**HALAMAN:**
Teror ketakutan atau pengebirian untuk berpendapat atau berkata-kata seperti ini juga dapat kita amati ketika terjadi diskusi publik. Bahkan dalam ruang  akademikpun. Misalnya, ketika ada orang-orang yang mengatakan sesuatu yang tidak dapat dipahami audience karena pernyataan itu baru atau pernyataan itu tidak sesuai dengan pendapat audience, dengan serta merta orang-orang langsung menuduh orang itu terlalu serius, tidak pada tempatnya membicarakan hal itu atau tidak sejauh itu topiknya. Bukan mendiskusikan lebih lanjut apa yang dia katakan, tetapi malah meneror mental pemikir itu.

**SOAL:** Cetak ulang tanpa perubahan bagian teks tentang pengebirian pendapat dalam diskusi publik yang dibuka dengan kata-kata yang memuat "Teror ketakutan atau" dan ditutup dengan "mental pemikir itu.".

**BAHAN YANG DISEDIAKAN:**

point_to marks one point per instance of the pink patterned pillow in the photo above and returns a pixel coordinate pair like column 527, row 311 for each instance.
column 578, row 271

**JAWABAN:**
Teror ketakutan atau pengebirian untuk berpendapat atau berkata-kata seperti ini juga dapat kita amati ketika terjadi diskusi publik. Bahkan dalam ruang  akademikpun. Misalnya, ketika ada orang-orang yang mengatakan sesuatu yang tidak dapat dipahami audience karena pernyataan itu baru atau pernyataan itu tidak sesuai dengan pendapat audience, dengan serta merta orang-orang langsung menuduh orang itu terlalu serius, tidak pada tempatnya membicarakan hal itu atau tidak sejauh itu topiknya. Bukan mendiskusikan lebih lanjut apa yang dia katakan, tetapi malah meneror mental pemikir itu.